++++ AUSGANGSTEXT

Sie haben doch was 'kriminelles' getan, nämlich die Spiele geladen? :-o   
Irgendwie versteh ich deinen Einwand nicht.

Nur weil sich jemand sonst nichts zu schulden kommen lässt, kann man doch nicht darüber hinwegsehen. Der Akt an sich ist motiviert bzw. angetrieben durch, auch wenn N-Traxx es nicht hören will, "kriminelle Energie".

So siehts leider aus ...


----------



## N-Traxx (29. Juli 2009)

*AW:*



			
				HanFred am 29.07.2009 11:49 schrieb:
			
		

> N-Traxx am 29.07.2009 11:46 schrieb:
> 
> 
> 
> ...


Die unkriminelle Energie, z.b. wenn man eine Omi über die Straße hilft. 



Spoiler



Auch wenn sie nicht rüber will. *g*


  



> ich schätze mal, dass jeder weiss, was damit gemeint ist -ich sehe dein problem nicht.


Ja, ich weis was gemeint ist. Aber ich hab noch keinen Leuchten sehen wenn er was aus dem Netz gezogen hat.

++++++++
++++ VORLIEGENDE DATEN

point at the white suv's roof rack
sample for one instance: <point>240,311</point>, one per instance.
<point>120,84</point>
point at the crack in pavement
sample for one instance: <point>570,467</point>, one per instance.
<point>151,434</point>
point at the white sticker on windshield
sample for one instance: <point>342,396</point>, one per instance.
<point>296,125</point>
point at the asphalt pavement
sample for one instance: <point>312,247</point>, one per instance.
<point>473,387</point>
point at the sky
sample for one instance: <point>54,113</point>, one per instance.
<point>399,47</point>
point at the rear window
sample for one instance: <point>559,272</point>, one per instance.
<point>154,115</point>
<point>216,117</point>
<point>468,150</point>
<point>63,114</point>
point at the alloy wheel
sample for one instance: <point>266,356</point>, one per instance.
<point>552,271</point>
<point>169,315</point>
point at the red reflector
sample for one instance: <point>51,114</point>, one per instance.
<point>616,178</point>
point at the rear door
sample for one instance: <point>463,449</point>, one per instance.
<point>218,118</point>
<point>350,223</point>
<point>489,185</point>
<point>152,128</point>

++++++++

• ZU BEARBEITENDE AUFGABEN:
1. Gib bitte die Zeilen der Datensätze zwischen der Zeile mit „point at the crack in pavement“ und der Zeile mit „<point>399,47</point>“, beide eingeschlossen, vollständig wieder und skaliere dabei nur die Koordinaten in den Zeilen, die allein aus einer Punktangabe bestehen, mit dem Faktor 0,75. Runde auf ganze Zahlen, wobei ,5 aufgerundet wird, und lass alle übrigen Zahlen unverändert.
2. Schreibe die Forendiskussion über das Herunterladen von Spielen und „kriminelle Energie“ im Anschluss an ihren letzten Satz weiter.

• LÖSUNGEN DER REIHE:
1.
point at the crack in pavement
sample for one instance: <point>570,467</point>, one per instance.
<point>113,326</point>
point at the white sticker on windshield
sample for one instance: <point>342,396</point>, one per instance.
<point>222,94</point>
point at the asphalt pavement
sample for one instance: <point>312,247</point>, one per instance.
<point>355,290</point>
point at the sky
sample for one instance: <point>54,113</point>, one per instance.
<point>299,35</point>

2.
----------



## Rabowke (29. Juli 2009)

*AW:*



			
				HLP-Andy am 29.07.2009 11:54 schrieb:
			
		

> Rabowke am 29.07.2009 11:49 schrieb:
> 
> 
> 
> ...


Deine Beispiele greifen aber nicht bei dem Sachverhalt, den ich geschildert habe.
Ein Stück Brot klauen aus dem Selbstherhaltungstrieb ist für mich bei weitem nicht mit der herunterladen von Software zu vergleichen.

Auch wenn jemand aus "Unachtsamkeit" jemand anderes überfährt, ist es wie du schon meintest, keine kriminelle Energie weil er es nicht mit *Vorsatz* tut.

Jemand, der auf eine .torrent Warezseite geht, das .torrent herunterlädt, seinen Rechner über Stunden laufen lässt, die Dateien entpackt [...] der *weiß* was er macht und handelt mit *Vorsatz*.

Dementsprechend kann man hier sehr wohl von krimineller Energie reden. :-o


----------



## Bonkic (29. Juli 2009)

*AW:*



			
				N-Traxx am 29.07.2009 11:58 schrieb:
			
		

> Ja, ich weis was gemeint ist. Aber ich hab noch keinen Leuchten sehen wenn er was aus dem Netz gezogen hat.




und?
was hat das damit zu tun?

dass wir es, ob des -quasi nicht vorhandenen- aufwandes (da muss ich sogar ron zustimmen), mit sehr geringer krimineller energie zu tun haben, das bestreite ich ja nicht.


----------



## N-Traxx (29. Juli 2009)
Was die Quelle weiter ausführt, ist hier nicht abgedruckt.